(Items from a dataset)
----------------------------------------

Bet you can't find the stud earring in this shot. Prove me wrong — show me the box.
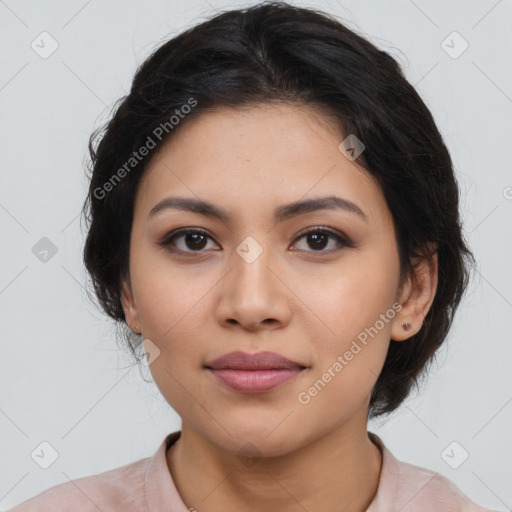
[402,322,412,330]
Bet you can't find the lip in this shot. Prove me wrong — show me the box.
[204,350,308,394]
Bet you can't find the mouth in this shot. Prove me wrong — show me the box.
[205,367,307,393]
[204,350,309,393]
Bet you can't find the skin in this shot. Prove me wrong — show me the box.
[121,102,438,512]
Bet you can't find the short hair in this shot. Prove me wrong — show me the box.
[82,1,475,420]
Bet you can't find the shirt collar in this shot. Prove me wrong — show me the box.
[144,430,395,512]
[366,431,400,510]
[144,430,188,511]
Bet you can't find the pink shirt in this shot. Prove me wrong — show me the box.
[9,431,500,511]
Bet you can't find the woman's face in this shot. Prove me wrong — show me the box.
[121,103,428,456]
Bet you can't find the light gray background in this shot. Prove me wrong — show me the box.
[1,0,511,510]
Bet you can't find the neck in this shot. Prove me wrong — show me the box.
[166,418,383,512]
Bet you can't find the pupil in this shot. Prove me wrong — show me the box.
[187,233,206,250]
[309,233,327,250]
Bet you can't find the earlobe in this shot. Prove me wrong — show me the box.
[391,277,415,342]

----------------------------------------

[What is needed]
Give an exact reproduction of the lines from the one with "Bet you can't find the neck" to the final line of the entries, including both.

[Solved problem]
Bet you can't find the neck in this shot. Prove me wrong — show me the box.
[166,418,383,512]
Bet you can't find the pupil in this shot. Prove me wrong — show me the box.
[187,233,206,250]
[309,233,327,250]
Bet you can't find the earlobe in this shot. Prove me wrong — show me the box.
[391,277,415,342]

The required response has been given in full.